Count how many lines in the data below contain the string "wall", treating uppercase and lowercase letters as distinct, and state only the resulting number.

* Start DATA PROVIDED *

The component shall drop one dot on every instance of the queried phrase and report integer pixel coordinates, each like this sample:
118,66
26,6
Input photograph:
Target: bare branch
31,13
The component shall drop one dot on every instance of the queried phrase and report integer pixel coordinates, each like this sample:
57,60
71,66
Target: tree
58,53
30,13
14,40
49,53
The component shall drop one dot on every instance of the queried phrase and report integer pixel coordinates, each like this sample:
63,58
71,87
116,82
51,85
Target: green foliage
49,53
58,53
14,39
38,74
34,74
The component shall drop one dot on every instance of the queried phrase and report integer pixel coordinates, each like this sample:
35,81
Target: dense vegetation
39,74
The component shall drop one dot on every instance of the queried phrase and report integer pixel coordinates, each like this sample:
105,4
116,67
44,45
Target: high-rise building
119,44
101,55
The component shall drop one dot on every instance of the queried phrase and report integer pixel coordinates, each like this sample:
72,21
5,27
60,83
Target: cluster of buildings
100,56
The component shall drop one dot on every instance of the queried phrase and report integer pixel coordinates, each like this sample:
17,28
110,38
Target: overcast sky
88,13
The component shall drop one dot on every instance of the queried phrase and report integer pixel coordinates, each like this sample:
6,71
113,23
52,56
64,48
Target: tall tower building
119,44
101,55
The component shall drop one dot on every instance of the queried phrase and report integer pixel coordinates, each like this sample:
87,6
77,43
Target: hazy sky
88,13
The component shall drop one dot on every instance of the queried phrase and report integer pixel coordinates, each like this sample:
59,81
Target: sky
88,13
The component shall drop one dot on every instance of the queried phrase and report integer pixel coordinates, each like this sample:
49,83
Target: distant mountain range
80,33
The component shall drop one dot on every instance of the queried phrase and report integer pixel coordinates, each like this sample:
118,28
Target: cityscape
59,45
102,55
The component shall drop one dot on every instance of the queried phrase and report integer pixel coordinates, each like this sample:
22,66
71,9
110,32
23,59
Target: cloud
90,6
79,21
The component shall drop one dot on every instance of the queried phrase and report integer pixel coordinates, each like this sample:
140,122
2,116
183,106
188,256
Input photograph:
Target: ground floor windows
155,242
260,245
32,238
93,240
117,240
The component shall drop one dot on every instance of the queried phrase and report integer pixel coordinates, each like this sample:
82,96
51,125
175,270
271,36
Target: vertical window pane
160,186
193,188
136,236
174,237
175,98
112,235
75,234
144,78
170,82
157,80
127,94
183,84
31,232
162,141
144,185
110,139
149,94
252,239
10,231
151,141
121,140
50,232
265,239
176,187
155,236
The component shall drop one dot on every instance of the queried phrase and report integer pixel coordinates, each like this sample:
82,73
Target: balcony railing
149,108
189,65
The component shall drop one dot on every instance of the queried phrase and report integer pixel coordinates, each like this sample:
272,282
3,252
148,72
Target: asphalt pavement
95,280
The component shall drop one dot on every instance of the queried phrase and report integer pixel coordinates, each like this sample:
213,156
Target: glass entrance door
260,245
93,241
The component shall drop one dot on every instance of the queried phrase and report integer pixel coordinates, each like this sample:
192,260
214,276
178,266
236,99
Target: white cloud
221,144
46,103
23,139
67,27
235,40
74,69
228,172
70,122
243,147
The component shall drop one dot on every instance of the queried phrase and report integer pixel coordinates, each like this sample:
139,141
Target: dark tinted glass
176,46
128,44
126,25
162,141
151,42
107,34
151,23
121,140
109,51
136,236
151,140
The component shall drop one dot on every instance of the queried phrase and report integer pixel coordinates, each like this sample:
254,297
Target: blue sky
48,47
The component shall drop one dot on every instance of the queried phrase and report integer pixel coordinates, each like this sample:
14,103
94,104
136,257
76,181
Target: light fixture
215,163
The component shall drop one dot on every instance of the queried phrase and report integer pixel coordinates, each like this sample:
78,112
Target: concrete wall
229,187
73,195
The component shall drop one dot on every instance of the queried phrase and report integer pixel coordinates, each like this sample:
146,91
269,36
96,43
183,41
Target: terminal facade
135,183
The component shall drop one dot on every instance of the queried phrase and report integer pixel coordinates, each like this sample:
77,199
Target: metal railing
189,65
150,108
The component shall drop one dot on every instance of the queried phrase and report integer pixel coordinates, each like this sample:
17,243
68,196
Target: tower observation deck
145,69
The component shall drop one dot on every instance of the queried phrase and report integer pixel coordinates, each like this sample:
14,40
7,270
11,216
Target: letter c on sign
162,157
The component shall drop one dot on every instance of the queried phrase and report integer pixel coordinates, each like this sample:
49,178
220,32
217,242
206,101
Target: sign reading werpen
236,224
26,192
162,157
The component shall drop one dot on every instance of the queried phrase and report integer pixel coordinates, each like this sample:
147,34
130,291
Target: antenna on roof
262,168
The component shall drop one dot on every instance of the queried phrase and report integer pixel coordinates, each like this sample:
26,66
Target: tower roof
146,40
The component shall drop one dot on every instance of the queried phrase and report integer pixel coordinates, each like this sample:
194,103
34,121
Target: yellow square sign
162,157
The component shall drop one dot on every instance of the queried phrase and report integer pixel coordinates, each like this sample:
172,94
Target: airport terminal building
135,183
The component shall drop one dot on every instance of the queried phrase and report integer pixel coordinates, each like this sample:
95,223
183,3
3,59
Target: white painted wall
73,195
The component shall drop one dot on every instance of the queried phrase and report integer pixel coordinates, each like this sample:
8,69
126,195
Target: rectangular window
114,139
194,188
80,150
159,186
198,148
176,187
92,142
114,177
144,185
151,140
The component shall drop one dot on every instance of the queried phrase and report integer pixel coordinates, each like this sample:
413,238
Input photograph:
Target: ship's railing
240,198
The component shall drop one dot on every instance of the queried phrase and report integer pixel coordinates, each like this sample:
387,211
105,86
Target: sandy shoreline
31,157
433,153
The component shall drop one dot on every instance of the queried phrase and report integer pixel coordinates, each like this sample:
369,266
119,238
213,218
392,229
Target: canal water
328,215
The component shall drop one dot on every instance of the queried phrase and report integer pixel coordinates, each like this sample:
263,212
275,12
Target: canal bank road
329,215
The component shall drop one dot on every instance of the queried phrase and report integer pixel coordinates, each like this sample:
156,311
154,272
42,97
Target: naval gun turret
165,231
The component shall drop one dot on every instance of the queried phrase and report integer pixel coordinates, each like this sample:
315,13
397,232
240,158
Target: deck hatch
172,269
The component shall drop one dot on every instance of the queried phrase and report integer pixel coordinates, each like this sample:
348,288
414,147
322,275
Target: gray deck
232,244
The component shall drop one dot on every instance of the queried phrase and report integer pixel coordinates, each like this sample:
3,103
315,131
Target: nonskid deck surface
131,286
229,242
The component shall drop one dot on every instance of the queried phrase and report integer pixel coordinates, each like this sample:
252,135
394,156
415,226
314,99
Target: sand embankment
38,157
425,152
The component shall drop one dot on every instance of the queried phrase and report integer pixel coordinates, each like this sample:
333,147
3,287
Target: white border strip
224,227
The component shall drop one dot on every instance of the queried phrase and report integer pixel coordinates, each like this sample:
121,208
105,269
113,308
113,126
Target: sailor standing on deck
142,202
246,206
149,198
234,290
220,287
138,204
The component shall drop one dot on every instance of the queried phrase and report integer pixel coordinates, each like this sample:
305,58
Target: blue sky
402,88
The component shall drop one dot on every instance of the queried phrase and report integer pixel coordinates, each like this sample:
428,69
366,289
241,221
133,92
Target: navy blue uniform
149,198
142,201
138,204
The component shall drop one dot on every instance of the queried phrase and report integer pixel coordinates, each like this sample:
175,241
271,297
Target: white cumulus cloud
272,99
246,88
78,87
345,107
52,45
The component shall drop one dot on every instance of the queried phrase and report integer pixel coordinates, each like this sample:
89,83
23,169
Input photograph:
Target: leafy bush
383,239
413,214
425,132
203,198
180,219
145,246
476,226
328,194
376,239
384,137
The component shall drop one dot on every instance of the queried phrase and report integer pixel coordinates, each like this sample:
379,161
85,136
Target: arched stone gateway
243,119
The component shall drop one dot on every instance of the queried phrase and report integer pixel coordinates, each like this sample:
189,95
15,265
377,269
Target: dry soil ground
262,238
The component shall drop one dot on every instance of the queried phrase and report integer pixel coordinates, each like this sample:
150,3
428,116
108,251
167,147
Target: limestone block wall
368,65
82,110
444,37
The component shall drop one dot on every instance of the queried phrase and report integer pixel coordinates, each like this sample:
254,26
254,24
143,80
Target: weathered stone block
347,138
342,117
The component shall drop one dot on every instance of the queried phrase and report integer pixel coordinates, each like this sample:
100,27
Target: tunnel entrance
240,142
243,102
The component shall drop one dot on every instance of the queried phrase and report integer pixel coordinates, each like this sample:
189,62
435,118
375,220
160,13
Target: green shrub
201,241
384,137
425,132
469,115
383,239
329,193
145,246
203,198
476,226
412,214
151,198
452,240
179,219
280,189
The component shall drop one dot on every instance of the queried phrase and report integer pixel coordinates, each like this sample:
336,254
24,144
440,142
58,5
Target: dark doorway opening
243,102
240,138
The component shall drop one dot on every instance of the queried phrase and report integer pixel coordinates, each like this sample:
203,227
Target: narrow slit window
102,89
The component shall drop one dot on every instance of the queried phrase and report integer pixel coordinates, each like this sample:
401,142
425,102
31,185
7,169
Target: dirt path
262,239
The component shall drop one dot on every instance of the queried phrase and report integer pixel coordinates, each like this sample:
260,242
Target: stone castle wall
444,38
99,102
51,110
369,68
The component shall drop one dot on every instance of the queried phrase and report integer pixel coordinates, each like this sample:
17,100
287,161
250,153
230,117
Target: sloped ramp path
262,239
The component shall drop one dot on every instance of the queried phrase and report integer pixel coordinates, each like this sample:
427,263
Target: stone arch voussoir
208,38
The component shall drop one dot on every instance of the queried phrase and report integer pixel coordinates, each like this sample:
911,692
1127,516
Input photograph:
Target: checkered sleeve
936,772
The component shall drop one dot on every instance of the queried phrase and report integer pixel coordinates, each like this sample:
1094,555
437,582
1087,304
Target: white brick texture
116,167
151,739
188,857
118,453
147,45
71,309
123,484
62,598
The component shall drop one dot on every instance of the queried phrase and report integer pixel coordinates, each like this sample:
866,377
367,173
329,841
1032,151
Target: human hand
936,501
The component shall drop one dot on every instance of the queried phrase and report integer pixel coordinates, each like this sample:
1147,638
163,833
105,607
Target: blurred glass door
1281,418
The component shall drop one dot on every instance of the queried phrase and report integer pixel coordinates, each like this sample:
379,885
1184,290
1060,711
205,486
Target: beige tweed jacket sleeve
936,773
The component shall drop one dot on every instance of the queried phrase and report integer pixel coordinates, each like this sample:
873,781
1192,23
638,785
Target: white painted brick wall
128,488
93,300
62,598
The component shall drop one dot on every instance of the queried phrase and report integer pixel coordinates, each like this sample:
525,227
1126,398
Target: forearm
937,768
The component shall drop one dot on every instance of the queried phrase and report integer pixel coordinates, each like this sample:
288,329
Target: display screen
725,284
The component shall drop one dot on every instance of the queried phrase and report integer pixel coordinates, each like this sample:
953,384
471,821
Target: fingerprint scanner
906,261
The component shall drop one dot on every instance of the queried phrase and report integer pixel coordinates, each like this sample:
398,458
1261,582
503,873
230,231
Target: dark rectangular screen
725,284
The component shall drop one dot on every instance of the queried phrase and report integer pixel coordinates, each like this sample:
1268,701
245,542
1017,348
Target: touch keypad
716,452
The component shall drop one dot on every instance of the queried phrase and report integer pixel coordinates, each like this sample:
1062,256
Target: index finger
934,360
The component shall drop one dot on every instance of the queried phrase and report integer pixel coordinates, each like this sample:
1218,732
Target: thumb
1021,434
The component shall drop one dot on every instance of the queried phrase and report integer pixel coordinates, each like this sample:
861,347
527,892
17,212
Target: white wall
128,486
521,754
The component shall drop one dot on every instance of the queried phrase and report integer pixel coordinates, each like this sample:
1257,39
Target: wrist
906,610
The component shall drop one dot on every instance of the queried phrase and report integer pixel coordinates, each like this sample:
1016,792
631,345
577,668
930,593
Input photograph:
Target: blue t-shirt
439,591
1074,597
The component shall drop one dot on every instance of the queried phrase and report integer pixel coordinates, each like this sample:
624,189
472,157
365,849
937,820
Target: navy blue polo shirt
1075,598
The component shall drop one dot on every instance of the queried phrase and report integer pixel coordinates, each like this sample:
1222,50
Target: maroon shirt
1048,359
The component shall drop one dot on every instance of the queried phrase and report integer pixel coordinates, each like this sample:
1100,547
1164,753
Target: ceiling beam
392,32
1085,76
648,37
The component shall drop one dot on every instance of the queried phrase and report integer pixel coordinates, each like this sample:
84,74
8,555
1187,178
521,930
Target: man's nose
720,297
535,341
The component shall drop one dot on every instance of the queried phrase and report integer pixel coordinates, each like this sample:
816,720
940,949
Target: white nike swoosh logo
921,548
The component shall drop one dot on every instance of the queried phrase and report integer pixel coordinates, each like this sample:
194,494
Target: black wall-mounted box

* End DATA PROVIDED *

> SOLUTION FOR THIS PROBLEM: 7